(Stored entries)
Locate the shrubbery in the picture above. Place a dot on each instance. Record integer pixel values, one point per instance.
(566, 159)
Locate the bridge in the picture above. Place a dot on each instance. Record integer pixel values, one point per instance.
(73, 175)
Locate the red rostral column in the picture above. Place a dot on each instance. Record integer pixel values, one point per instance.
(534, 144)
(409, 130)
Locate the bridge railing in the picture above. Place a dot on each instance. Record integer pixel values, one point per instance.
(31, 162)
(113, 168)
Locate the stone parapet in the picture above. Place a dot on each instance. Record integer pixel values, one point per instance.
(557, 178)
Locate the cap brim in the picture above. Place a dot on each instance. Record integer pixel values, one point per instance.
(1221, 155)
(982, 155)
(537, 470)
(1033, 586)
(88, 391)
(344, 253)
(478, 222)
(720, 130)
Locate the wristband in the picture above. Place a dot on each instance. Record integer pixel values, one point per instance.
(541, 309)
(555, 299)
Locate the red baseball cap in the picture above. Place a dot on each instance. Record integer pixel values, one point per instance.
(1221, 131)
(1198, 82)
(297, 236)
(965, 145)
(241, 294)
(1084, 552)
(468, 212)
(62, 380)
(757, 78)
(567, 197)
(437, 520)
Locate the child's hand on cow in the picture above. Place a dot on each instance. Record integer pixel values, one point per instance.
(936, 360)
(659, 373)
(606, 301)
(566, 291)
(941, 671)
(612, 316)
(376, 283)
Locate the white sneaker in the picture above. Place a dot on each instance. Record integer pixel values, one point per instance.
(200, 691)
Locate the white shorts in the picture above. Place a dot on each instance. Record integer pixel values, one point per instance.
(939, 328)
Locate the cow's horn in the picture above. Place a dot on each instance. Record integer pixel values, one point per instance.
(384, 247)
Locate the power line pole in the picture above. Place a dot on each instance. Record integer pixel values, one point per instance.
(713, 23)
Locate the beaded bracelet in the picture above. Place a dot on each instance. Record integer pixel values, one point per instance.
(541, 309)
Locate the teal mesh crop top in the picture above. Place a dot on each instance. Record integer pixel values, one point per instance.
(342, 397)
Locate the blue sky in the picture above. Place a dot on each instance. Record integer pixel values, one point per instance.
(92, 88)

Work task |
Repeat the data above starting at the line with "Locate the white shorts" and ending at its last line, exactly, with no other lines.

Solution for this problem |
Locate the white shorts in the picture above. Place a dot on each instance. Record integer pixel values, one point per instance.
(939, 328)
Locate the cow's horn in the picture above. Place a dot on each instance. Record integer pixel values, one point per instance.
(384, 247)
Locate the power line pole in the picture above. Place a dot on each instance. Record integer pixel values, one point per instance.
(713, 23)
Locate the beaded bracelet in the picture above. Place a dot on each instance. Record integer pixel values, one point per instance.
(541, 309)
Locate the teal mesh crop top in the picture above. Place a dot on each instance. Record integer pixel values, one point per instance.
(342, 397)
Locate the blue sky in the picture above. Place a dot on each instance. Record integer pixel values, one point per instance.
(92, 88)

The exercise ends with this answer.